Dataset entries:
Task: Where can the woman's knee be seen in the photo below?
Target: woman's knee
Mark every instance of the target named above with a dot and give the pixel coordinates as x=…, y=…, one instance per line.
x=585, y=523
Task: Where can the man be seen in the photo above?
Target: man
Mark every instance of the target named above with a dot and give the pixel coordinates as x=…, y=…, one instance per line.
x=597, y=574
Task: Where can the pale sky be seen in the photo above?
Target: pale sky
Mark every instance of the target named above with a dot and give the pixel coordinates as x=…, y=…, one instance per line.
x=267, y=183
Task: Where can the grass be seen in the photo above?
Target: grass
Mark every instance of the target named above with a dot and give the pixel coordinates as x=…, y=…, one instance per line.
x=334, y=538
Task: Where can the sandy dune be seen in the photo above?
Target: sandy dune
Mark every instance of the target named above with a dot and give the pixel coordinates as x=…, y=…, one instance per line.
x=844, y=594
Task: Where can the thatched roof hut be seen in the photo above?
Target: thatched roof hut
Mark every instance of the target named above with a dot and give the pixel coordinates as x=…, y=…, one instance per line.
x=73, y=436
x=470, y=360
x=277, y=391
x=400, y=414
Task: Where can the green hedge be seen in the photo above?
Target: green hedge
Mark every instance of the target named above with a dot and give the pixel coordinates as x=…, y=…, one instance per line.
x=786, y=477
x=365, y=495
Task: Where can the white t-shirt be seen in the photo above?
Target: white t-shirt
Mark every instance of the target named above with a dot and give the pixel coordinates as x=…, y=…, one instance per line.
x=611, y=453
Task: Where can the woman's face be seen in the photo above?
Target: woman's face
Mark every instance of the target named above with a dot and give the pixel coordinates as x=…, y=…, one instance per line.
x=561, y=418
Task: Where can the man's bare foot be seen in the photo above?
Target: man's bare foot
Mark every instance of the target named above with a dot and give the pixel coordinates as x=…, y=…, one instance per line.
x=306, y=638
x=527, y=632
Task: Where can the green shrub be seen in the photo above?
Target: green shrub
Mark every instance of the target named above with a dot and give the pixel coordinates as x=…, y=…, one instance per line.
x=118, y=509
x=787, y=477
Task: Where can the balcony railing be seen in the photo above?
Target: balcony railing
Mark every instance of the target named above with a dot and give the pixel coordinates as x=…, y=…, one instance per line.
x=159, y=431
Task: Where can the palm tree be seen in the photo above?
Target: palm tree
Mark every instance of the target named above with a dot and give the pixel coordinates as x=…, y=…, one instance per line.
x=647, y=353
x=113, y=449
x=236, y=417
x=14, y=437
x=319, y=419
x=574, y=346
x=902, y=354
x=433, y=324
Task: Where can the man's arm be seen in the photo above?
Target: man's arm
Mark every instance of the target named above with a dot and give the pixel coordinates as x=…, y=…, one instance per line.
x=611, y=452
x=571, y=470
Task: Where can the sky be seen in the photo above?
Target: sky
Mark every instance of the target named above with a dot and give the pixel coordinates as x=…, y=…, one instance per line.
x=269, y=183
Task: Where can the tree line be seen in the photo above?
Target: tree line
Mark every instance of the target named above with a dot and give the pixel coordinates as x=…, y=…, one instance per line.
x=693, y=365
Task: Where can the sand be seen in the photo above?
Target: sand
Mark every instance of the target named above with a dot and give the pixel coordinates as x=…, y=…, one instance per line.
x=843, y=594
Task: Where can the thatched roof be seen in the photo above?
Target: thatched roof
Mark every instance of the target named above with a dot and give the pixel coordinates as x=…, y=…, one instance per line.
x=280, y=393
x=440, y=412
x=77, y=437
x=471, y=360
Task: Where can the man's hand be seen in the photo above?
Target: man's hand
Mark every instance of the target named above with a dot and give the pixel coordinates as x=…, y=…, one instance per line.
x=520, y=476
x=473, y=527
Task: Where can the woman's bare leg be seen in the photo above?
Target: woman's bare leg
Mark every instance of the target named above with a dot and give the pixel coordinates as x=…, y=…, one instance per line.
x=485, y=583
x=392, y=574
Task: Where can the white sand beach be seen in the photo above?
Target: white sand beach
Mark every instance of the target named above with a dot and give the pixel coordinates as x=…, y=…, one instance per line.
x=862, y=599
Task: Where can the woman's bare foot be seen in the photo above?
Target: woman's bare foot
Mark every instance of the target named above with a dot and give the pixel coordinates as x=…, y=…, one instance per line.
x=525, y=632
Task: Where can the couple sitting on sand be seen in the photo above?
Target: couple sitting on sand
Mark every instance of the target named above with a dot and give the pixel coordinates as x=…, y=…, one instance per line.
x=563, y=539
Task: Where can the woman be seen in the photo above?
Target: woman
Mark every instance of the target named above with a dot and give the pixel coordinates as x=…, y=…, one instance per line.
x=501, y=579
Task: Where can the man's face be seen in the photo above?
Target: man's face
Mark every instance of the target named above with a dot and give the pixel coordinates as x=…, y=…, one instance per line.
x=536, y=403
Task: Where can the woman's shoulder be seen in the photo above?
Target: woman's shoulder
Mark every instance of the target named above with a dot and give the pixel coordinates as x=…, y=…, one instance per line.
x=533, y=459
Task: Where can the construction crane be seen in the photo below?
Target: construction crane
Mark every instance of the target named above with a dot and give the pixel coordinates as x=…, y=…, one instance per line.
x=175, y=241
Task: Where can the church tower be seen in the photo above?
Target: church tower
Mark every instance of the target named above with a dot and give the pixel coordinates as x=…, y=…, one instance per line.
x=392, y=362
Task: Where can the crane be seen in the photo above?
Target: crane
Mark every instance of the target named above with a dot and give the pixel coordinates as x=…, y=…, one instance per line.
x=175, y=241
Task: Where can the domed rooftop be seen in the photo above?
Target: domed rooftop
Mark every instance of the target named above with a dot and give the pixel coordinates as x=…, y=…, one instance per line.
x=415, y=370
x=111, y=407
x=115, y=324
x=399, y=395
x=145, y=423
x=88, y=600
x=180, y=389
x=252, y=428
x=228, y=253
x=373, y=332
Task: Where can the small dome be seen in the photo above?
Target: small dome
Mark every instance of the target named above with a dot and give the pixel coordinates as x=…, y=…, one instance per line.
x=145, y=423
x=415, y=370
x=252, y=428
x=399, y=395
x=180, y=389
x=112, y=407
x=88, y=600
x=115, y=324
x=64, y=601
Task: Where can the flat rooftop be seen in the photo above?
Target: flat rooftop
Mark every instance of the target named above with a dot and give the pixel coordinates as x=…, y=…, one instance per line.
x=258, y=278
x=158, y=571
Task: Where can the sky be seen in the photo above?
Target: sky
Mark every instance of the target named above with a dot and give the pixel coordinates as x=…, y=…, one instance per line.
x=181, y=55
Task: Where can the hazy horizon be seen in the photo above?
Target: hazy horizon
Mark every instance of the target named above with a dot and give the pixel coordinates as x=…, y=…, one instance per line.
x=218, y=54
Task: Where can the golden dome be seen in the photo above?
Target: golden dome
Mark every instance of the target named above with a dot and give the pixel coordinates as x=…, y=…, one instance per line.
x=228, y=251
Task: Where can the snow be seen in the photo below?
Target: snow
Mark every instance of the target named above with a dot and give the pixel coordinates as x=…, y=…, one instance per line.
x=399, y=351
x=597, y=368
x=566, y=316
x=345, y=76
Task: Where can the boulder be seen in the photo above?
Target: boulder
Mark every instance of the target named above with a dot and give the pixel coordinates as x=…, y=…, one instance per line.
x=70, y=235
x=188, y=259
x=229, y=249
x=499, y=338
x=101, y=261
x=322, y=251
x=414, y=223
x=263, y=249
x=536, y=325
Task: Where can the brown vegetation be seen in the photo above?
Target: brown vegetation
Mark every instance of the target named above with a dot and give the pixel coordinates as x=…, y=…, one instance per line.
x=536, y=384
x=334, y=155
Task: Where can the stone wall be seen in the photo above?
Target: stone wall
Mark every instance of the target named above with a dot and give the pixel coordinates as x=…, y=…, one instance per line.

> PROBLEM DESCRIPTION
Shift every coordinate in the answers by 148 for the lines from the one with "Task: Where can the woman's bare leg" to the one with "x=525, y=632", and give all of those lines again, requests included. What do they read after the change?

> SOLUTION TO THE PROBLEM
Task: Where can the woman's bare leg be seen in the photo above?
Target: woman's bare leg
Mark every instance of the target named above with a dot and give the pixel coordinates as x=…, y=…, one instance per line.
x=633, y=731
x=540, y=722
Task: Where can the white sand beach be seen in the photo above?
Target: white sand beach
Mark every instance of the target named above with a dot and give the pixel coordinates as x=…, y=…, one instance per line.
x=1010, y=747
Task: Where can the woman's bare foot be seen in the photo above?
Target: woman's bare foot
Mark every instance of the target named above with a dot and give the pixel coordinates as x=…, y=…, one instance per line.
x=673, y=780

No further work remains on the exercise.